▶ REQUIRED WORK
All of the data below needs to be set down once more, exactly as written.

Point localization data

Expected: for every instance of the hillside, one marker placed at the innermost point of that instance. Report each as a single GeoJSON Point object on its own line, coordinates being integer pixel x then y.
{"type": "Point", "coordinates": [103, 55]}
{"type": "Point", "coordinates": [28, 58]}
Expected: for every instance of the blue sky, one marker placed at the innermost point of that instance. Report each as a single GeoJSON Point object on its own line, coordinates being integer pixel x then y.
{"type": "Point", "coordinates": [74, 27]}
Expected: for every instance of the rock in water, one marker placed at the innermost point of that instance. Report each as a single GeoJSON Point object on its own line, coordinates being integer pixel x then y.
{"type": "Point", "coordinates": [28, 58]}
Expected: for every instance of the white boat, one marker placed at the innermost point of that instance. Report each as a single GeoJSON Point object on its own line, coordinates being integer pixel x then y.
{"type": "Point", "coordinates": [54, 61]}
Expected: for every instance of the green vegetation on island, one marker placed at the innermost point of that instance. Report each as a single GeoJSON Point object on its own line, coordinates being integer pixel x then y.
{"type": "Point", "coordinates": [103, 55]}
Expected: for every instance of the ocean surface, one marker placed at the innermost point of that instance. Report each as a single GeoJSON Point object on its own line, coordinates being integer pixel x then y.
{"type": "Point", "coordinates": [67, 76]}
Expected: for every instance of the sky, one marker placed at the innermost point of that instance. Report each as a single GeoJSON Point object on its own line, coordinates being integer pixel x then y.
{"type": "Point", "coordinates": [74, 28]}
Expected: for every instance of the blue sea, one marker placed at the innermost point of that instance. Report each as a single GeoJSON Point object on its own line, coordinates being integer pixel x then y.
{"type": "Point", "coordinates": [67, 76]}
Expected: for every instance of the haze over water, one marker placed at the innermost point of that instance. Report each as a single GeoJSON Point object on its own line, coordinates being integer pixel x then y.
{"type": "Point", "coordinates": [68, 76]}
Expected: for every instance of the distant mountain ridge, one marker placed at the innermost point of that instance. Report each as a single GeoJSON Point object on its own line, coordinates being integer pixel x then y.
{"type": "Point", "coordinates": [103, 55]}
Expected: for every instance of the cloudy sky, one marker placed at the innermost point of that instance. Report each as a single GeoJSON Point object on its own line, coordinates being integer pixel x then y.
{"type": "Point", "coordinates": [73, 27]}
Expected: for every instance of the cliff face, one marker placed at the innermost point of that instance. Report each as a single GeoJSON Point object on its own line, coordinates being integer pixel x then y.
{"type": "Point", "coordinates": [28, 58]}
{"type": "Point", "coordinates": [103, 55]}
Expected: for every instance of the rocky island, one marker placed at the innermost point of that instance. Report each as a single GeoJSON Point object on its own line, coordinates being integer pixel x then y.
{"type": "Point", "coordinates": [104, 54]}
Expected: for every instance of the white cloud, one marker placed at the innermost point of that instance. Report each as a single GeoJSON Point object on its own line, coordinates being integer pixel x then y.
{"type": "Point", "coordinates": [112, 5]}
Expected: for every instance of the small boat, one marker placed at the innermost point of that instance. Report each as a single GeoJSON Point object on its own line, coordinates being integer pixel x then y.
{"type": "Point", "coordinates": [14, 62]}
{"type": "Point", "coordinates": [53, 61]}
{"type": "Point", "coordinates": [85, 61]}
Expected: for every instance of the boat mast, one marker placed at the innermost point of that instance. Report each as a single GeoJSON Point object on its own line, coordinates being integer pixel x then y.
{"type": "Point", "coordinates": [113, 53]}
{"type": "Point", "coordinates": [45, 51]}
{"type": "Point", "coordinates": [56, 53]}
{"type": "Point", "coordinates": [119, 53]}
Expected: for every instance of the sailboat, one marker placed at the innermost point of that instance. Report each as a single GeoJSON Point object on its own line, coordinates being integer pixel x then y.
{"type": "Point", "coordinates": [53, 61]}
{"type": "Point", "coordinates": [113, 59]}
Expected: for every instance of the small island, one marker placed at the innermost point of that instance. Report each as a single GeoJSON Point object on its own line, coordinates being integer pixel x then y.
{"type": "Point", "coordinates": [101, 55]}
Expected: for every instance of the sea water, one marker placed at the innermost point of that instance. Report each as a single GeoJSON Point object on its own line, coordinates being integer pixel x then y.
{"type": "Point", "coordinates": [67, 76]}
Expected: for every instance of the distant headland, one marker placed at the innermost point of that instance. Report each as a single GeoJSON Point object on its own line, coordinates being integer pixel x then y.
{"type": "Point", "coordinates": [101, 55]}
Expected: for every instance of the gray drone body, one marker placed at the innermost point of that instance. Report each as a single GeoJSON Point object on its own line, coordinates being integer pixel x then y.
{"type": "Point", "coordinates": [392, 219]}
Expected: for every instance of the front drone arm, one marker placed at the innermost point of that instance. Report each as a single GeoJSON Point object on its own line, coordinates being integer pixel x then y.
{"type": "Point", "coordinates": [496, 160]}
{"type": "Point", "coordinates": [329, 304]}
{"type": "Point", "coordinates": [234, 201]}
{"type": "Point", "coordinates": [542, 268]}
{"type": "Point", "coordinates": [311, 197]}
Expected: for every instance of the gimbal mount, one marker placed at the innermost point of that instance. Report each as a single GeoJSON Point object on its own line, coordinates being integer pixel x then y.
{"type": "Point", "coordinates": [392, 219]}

▶ RESPONSE
Expected: for every instance of the hillside, one marker placed at the innermost point of that instance. Report each as a single GeoJSON Point object on its own line, coordinates being integer pixel x then y.
{"type": "Point", "coordinates": [103, 55]}
{"type": "Point", "coordinates": [28, 58]}
Expected: for every instance of the blue sky, one marker placed at the innermost point of that instance. Report each as a single GeoJSON Point object on its own line, coordinates being integer pixel x then y.
{"type": "Point", "coordinates": [74, 27]}
Expected: for every instance of the rock in water, one marker placed at the innermost point of that instance. Report each as a single GeoJSON Point object on its own line, coordinates being integer pixel x then y.
{"type": "Point", "coordinates": [28, 58]}
Expected: for every instance of the white boat, one marker placed at the innermost point of that instance. Report each as a single GeoJSON Point object on its own line, coordinates being integer pixel x then y.
{"type": "Point", "coordinates": [54, 61]}
Expected: for every instance of the green vegetation on island, one marker placed at the innermost point of that instance. Report each as a single GeoJSON Point object on its own line, coordinates being integer pixel x then y.
{"type": "Point", "coordinates": [103, 55]}
Expected: for every instance of the ocean surface, one marker placed at the innermost point of that instance. Report each as a single GeoJSON Point object on its own line, coordinates being integer pixel x then y.
{"type": "Point", "coordinates": [67, 76]}
Expected: for every instance of the sky, one marker placed at the innermost point of that instance. Report each as a single GeoJSON Point object on its own line, coordinates being integer pixel x then y.
{"type": "Point", "coordinates": [74, 28]}
Expected: for every instance of the blue sea, one marker placed at the innermost point of that instance. Report each as a single GeoJSON Point object on its own line, coordinates being integer pixel x then y.
{"type": "Point", "coordinates": [67, 76]}
Expected: for every instance of the haze over water, one marker placed at the innermost point of that instance. Report each as a single GeoJSON Point object on its own line, coordinates being integer pixel x then y.
{"type": "Point", "coordinates": [68, 76]}
Expected: for every instance of the distant mountain ridge, one marker placed at the innermost point of that instance. Report each as a single GeoJSON Point object on its own line, coordinates being integer pixel x then y.
{"type": "Point", "coordinates": [103, 55]}
Expected: for every instance of the cloudy sky, one marker placed at the innermost point of that instance. Report each as a single GeoJSON Point object on its own line, coordinates being integer pixel x then y.
{"type": "Point", "coordinates": [73, 27]}
Expected: for every instance of the cliff face, one marker placed at the innermost point of that instance. Report each as a single GeoJSON Point object on its own line, coordinates being integer pixel x then y.
{"type": "Point", "coordinates": [28, 58]}
{"type": "Point", "coordinates": [103, 55]}
Expected: for every instance of the rocky island, one marker placed at the innermost point of that instance. Report each as a single GeoJSON Point object on its own line, coordinates being integer pixel x then y.
{"type": "Point", "coordinates": [104, 54]}
Expected: for every instance of the white cloud, one marker placed at the innermost point of that instance. Report each as a single GeoJSON Point object on its own line, coordinates being integer pixel x then y.
{"type": "Point", "coordinates": [112, 5]}
Expected: for every instance of the small boat, one marker placed at the innermost point of that instance. Report each as a single GeoJSON Point object on its own line, coordinates being integer pixel x then y.
{"type": "Point", "coordinates": [14, 62]}
{"type": "Point", "coordinates": [53, 61]}
{"type": "Point", "coordinates": [85, 61]}
Expected: for every instance of the boat mast, one marker placed at the innermost point of that instance. Report each as a single GeoJSON Point object on its own line, coordinates being integer pixel x then y.
{"type": "Point", "coordinates": [113, 53]}
{"type": "Point", "coordinates": [45, 51]}
{"type": "Point", "coordinates": [56, 53]}
{"type": "Point", "coordinates": [119, 53]}
Expected: for every instance of the sailboat, one marker placed at the innermost point of that instance. Report each as a single GeoJSON Point object on its own line, coordinates being integer pixel x then y.
{"type": "Point", "coordinates": [53, 61]}
{"type": "Point", "coordinates": [113, 59]}
Expected: for every instance of the small island, one marker placed at the innermost point of that instance. Report each as a single GeoJSON Point object on its own line, coordinates being integer pixel x then y.
{"type": "Point", "coordinates": [101, 55]}
Expected: for every instance of the sea water, one marker placed at the innermost point of that instance. Report each as a single GeoJSON Point object on its own line, coordinates being integer pixel x then y.
{"type": "Point", "coordinates": [67, 76]}
Expected: for every instance of the distant headland, one marker placed at the innermost point of that instance. Report each as a single GeoJSON Point object on its own line, coordinates being integer pixel x then y.
{"type": "Point", "coordinates": [101, 55]}
Expected: for every instance of the gray drone body, one marker placed at the innermost point of that instance. Report each as a single GeoJSON Point object on its own line, coordinates being integer pixel x then y.
{"type": "Point", "coordinates": [392, 219]}
Expected: for every instance of the front drone arm, one marker placed at the innermost point of that instance. Report each as a single GeoJSON Point object on its own line, coordinates being integer pixel x then y.
{"type": "Point", "coordinates": [496, 160]}
{"type": "Point", "coordinates": [329, 304]}
{"type": "Point", "coordinates": [234, 201]}
{"type": "Point", "coordinates": [542, 268]}
{"type": "Point", "coordinates": [311, 197]}
Expected: for every instance of the gimbal mount, one marker placed at the innermost point of that instance. Report each as a single GeoJSON Point object on its own line, coordinates being integer pixel x then y.
{"type": "Point", "coordinates": [392, 219]}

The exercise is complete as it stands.